(Items from a dataset)
*****
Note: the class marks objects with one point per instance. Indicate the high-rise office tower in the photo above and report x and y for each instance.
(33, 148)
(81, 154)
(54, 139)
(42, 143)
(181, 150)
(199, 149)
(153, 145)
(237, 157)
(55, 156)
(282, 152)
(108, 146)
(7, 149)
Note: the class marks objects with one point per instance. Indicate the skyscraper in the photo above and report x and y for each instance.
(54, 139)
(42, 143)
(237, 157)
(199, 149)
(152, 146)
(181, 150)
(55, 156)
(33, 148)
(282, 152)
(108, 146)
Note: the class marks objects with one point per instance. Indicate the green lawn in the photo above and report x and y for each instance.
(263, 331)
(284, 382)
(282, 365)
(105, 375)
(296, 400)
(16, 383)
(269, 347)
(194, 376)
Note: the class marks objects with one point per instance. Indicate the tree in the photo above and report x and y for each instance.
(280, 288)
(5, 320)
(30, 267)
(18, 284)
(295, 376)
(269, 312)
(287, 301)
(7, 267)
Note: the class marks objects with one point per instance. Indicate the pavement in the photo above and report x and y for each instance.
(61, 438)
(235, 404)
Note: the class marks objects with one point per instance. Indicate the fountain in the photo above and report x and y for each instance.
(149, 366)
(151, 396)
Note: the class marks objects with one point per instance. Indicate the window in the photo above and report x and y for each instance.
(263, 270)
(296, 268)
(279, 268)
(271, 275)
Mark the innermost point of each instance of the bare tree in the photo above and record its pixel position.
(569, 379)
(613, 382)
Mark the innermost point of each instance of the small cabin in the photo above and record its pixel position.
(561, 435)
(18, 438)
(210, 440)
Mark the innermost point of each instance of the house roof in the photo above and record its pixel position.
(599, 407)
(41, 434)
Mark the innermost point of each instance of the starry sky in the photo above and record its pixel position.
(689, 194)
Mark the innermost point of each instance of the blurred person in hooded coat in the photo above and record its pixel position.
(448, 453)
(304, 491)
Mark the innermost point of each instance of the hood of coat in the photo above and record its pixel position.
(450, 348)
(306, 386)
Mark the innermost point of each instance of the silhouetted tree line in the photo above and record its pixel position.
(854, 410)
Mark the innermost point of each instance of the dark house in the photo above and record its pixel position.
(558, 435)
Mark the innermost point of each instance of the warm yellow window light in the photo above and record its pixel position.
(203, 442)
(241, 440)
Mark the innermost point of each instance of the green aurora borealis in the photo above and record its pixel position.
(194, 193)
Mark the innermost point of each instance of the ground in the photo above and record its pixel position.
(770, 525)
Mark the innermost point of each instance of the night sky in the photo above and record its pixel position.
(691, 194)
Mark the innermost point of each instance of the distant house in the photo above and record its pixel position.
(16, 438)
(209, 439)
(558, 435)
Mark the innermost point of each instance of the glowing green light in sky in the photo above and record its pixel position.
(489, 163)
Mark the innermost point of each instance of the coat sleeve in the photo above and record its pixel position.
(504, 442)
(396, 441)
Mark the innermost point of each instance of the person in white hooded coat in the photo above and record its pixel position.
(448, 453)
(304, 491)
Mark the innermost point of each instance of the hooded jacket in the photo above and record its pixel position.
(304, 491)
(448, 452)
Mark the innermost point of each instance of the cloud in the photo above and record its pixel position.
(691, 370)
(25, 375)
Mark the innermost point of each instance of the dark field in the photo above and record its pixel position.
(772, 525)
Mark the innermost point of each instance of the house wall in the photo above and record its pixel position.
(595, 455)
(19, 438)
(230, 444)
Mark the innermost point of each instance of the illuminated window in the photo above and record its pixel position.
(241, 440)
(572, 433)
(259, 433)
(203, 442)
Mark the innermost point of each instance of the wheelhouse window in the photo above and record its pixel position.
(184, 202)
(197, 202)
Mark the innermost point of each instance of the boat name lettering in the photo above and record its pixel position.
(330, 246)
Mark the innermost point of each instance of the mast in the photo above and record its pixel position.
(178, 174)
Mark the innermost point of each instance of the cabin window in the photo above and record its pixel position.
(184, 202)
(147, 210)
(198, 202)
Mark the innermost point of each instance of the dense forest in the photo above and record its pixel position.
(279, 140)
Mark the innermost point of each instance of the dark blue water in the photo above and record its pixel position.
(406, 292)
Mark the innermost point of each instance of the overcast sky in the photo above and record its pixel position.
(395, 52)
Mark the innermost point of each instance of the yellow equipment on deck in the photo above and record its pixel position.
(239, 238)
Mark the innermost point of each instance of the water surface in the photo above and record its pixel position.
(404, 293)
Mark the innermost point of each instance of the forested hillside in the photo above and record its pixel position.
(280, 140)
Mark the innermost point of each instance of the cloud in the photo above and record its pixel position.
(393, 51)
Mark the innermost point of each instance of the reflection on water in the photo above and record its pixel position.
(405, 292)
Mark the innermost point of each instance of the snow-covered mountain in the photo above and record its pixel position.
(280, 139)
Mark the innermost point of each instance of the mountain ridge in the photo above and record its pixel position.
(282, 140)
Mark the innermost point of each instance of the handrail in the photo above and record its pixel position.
*****
**Problem details**
Output the entire set of records exactly as shown.

**Expected answer**
Note: the class marks objects with one point per instance. Indicate the high-rise office tower in the photo above and report x and y for each instance.
(33, 148)
(81, 154)
(54, 139)
(42, 143)
(181, 150)
(199, 149)
(153, 145)
(237, 157)
(55, 156)
(282, 152)
(108, 146)
(7, 149)
Note: the class marks objects with one point per instance. Indicate the skyscraper in the photo above and report x and y for each instance.
(54, 139)
(42, 143)
(237, 157)
(199, 149)
(152, 146)
(181, 150)
(55, 156)
(33, 148)
(282, 152)
(108, 146)
Note: the class marks objects with one point per instance. Indicate the green lawn in the photo above and report x and y for each instance.
(263, 331)
(284, 382)
(282, 365)
(105, 375)
(296, 400)
(16, 383)
(269, 347)
(194, 376)
Note: the class marks objects with one point per instance. Indicate the tree in the photo above and report x and y for each instance.
(280, 288)
(5, 320)
(30, 267)
(18, 284)
(295, 376)
(269, 312)
(287, 301)
(7, 267)
Note: the class marks objects with one point per instance. Indicate the pavement in the photo above and report x and y for each instance.
(61, 438)
(235, 404)
Note: the class marks objects with one point per instance. Indicate the fountain in the photo above and report x and y for each instance.
(149, 366)
(151, 396)
Note: the class marks objects with one point per instance. Indicate the window in the photo above and report x and y for each instance.
(263, 270)
(296, 268)
(279, 268)
(271, 275)
Mark the innermost point of each instance of the bare tree in the photo above and record its pixel position.
(569, 379)
(613, 382)
Mark the innermost point of each instance of the small cabin in the photo above and record its pixel position.
(561, 435)
(18, 438)
(210, 440)
Mark the innermost point of each instance of the house roof in the photo above and record its pixel position.
(599, 407)
(41, 434)
Mark the innermost point of each instance of the starry sky in the photo above and record its pixel position.
(689, 194)
Mark the innermost point of each instance of the blurred person in hooded coat in the photo above and record its pixel position.
(448, 453)
(304, 491)
Mark the innermost point of each instance of the hood of coat in the photo above and record its pixel position.
(450, 348)
(306, 386)
Mark the innermost point of each instance of the silhouetted tree line in the photo above and record its pixel position.
(854, 410)
Mark the innermost point of each instance of the dark house in the photo above and record its pixel position.
(558, 435)
Mark the innermost point of each instance of the warm yellow window light in the photo above and record its pixel position.
(203, 442)
(241, 440)
Mark the innermost point of each instance of the green aurora borealis in the photo above and record its pixel position.
(194, 193)
Mark the innermost point of each instance of the ground in the photo above and record its pixel position.
(770, 525)
Mark the innermost point of each instance of the night sky in the photo above and record its pixel position.
(691, 194)
Mark the innermost point of each instance of the distant house in the photo above and record its pixel position.
(16, 438)
(209, 439)
(558, 435)
Mark the innermost point of each instance of the glowing green light in sky in the photo above and record its pixel position.
(489, 163)
Mark the innermost point of each instance of the coat sleeve in the photo above and record its pixel position.
(504, 442)
(396, 441)
Mark the innermost point of each instance of the person in white hooded coat in the photo above and record its pixel position.
(448, 453)
(304, 491)
Mark the innermost point of each instance of the hooded jacket in the photo above and record its pixel position.
(304, 491)
(448, 452)
Mark the innermost point of each instance of the cloud in the photo above and record its pixel position.
(691, 370)
(25, 375)
Mark the innermost point of each instance of the dark field in the photo above and record its pixel position.
(772, 525)
Mark the innermost point of each instance of the house wall in the photo above and record its pixel position.
(595, 455)
(19, 438)
(230, 444)
Mark the innermost point of each instance of the illuminated window in the photo above and record its pixel position.
(241, 440)
(572, 433)
(259, 433)
(203, 442)
Mark the innermost point of each instance of the wheelhouse window in the photo above and record its pixel position.
(184, 202)
(197, 202)
Mark the innermost point of each instance of the boat name lettering in the photo above and record its pixel position.
(330, 246)
Mark the innermost point of each instance of the mast in the photo above and record its pixel position.
(178, 174)
Mark the innermost point of each instance of the cabin window in the photo above and record its pixel position.
(184, 202)
(147, 210)
(198, 202)
Mark the innermost point of each instance of the dense forest in the photo above and record its pixel position.
(279, 140)
Mark the innermost point of each instance of the dark blue water in the photo above and record its pixel position.
(406, 292)
Mark the innermost point of each instance of the overcast sky in the photo above and record its pixel position.
(395, 52)
Mark the innermost point of each instance of the yellow equipment on deck in the photo above and record its pixel position.
(239, 238)
Mark the innermost point of each instance of the water surface in the photo above and record its pixel position.
(404, 293)
Mark the innermost point of each instance of the forested hillside in the photo above and record its pixel position.
(280, 140)
Mark the innermost point of each instance of the cloud in the photo above and record its pixel position.
(393, 51)
Mark the innermost point of each instance of the reflection on water in the photo above and record its pixel position.
(405, 292)
Mark the innermost point of each instance of the snow-covered mountain in the photo above and record its pixel position.
(280, 139)
Mark the innermost point of each instance of the mountain ridge in the photo above and record its pixel position.
(282, 140)
Mark the innermost point of each instance of the handrail in the photo above and record its pixel position.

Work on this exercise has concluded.